PASSAGE SHOWN:
Irish Equitable Life policyholders have been advised to seek independent advice on the compromise proposals from the UK insurer by the Consumers Association.
Equitable has issued a draft compromise plan in an attempt to appease guaranteed annuity rate (GAR) policyholders who took the company through the UK courts to force it to honour their guarantees. Uncertainty about the future cost of the GAR policies forced Equitable to close for new business last year and to pursue a low risk investment policy, which has resulted in lower returns for investors.
Equitable Life faces a struggle to win approval for the long-awaited package after revealing less generous compromise proposals than had been expected.
The troubled mutual said the 175,000 policyholders with controversial guaranteed annuity rate policies would receive an average 17.5 per cent rise in the value of their funds in exchange for giving up their right to higher pension income than is currently available on the market. The company had signalled that the rise in the funds could be around 20 per cent.
There are no Guaranteed Annuity Rate policyholders in the Republic - the product was not sold here. About 20,000 to 25,000 Irish clients bought Equitable pension or investment plans since the company set up in the Irish market 10 years ago.
Because a number of investors have already encashed their policies the company now has only about 16,000 non-GAR Irish policyholders.

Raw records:
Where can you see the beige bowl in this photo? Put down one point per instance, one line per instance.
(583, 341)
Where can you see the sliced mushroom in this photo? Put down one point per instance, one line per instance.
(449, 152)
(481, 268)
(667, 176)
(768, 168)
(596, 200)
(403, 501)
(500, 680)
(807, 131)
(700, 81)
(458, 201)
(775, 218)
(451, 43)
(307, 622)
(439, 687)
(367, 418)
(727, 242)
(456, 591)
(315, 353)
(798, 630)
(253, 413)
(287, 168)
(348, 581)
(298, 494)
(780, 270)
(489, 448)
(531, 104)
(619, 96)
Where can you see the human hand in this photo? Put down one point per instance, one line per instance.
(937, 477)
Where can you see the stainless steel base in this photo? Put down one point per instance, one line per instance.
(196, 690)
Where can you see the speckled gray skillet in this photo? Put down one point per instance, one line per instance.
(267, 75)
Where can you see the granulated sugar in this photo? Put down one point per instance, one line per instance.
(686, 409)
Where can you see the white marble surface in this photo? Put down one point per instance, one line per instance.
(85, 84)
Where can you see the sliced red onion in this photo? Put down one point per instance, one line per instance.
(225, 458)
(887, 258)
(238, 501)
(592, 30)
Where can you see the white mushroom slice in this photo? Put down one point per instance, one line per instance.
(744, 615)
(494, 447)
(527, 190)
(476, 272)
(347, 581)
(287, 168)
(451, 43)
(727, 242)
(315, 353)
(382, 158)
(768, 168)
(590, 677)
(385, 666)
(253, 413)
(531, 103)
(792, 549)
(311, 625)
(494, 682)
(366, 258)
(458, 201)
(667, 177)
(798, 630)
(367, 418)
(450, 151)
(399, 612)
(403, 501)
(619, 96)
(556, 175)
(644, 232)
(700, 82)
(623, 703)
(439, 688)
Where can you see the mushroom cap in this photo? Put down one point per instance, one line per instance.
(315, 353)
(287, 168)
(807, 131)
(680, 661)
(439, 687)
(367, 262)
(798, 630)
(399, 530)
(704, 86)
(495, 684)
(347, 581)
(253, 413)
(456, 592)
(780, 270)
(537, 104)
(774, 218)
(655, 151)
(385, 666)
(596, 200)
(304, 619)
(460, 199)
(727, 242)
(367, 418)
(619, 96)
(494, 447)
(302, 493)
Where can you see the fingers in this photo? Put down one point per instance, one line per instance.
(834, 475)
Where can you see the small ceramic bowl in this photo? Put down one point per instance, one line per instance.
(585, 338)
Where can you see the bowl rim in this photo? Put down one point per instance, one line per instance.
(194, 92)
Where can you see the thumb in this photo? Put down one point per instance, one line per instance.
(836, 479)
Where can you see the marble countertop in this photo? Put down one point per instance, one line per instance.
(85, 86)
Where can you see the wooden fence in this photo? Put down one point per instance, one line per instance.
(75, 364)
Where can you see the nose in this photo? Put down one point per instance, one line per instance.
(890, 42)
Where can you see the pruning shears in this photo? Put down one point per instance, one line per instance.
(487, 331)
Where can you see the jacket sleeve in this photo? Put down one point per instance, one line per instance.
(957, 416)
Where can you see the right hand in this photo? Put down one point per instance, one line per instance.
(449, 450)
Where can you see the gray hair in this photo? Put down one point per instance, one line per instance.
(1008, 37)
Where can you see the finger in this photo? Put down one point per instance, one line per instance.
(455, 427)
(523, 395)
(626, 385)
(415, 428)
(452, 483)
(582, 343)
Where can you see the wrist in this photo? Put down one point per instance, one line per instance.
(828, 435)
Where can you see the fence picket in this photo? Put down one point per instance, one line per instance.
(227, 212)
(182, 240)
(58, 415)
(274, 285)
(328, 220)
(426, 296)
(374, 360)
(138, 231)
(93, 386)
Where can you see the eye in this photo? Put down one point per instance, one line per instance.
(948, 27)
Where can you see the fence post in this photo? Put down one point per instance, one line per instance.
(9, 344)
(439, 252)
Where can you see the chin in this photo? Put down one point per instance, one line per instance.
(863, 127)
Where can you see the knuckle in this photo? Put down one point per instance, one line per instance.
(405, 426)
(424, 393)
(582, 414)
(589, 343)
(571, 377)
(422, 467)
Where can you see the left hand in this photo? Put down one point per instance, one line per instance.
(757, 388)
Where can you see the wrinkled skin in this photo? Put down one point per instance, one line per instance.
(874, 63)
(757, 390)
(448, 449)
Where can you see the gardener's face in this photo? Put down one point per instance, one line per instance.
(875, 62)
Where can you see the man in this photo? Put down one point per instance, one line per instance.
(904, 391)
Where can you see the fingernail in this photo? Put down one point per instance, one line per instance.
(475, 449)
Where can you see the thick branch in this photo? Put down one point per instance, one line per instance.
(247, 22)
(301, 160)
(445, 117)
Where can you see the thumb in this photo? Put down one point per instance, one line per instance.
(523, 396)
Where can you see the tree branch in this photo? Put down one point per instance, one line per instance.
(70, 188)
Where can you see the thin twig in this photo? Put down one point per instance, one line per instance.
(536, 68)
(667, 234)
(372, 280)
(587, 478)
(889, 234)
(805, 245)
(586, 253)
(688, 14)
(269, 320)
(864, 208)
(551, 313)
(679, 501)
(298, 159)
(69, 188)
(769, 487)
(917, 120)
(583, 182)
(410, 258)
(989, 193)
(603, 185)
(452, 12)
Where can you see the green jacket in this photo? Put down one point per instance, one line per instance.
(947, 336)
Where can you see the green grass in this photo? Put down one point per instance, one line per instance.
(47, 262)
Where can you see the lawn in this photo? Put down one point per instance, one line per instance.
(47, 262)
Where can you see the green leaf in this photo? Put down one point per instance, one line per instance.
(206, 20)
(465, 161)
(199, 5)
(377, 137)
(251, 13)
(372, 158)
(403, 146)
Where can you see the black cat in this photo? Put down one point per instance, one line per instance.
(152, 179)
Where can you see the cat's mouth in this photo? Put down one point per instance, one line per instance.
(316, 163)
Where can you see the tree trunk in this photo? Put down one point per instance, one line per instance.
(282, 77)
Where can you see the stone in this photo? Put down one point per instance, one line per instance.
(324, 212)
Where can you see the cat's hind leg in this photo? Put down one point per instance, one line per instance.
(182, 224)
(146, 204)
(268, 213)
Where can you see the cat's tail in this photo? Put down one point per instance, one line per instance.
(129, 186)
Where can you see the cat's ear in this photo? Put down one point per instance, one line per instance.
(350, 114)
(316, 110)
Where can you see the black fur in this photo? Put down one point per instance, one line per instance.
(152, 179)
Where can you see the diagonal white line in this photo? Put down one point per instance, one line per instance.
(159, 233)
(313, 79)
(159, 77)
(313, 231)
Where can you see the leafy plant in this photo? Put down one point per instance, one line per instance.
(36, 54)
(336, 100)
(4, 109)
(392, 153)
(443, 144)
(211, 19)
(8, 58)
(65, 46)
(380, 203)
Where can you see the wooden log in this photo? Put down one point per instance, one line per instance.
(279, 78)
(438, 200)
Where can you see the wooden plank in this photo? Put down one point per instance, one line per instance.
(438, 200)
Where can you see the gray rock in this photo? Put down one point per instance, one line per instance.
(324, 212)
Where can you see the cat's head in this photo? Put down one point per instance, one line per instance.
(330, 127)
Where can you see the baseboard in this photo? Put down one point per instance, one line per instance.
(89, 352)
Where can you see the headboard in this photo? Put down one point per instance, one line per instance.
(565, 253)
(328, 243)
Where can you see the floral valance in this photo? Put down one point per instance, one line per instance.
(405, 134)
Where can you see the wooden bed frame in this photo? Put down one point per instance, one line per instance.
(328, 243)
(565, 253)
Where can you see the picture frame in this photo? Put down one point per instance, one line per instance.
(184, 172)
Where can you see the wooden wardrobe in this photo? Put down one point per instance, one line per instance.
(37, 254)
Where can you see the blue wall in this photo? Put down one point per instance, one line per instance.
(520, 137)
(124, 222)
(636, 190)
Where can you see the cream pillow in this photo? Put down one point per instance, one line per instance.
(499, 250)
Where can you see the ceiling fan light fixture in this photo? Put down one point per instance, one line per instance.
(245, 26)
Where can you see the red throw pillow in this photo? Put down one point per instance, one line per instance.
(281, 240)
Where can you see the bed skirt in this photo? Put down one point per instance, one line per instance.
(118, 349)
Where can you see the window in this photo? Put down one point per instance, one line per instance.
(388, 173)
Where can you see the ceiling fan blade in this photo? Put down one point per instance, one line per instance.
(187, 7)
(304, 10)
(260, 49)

WORK TO COMPLETE:
(A) Answer these questions from the Equitable Life article:
(i) What average rise in fund value will guaranteed annuity rate policyholders receive?
(ii) About how many Irish clients bought Equitable pension or investment plans after the company entered the Irish market?
(iii) Roughly how many non-GAR Irish policyholders does the company now have?
(B) Pick up the Equitable Life article after its final sentence and carry it on.

RESPONSES:
(A)
(i) An average 17.5 per cent.
(ii) About 20,000 to 25,000.
(iii) About 16,000.

(B)
Under the compromise proposals these investors are being offered an increase of 2.5 per cent in the value of their policies in return for giving up any claims they may have because they were not told at the time they bought their policies of the potential cost to the society of GAR policies already issued.
Mr Vanni Treves, Equitable's chairman, confirmed the mutual had received three different legal opinions confirming that policyholders might have potential claims, although they differed over their costs.
He said the society would defend any such claims and that the compromise was policyholders' last chance to end the "nightmare of uncertainty" over their pensions. "Realistically, there is no other place to go," he said.
Equitable Life policyholders have suffered lower bonuses and the imposition of early encashment penalties since the the company lost out in the House of Lords to its Guaranteed Annuity Rate policyholders. The ruling meant that the company had to honour estimated liabilities of £2.6 billion sterling (€4.1 billion) to the GAR clients. The compromise plan is aimed at crystallising liability and restoring stability to the £23 billion with-profits fund.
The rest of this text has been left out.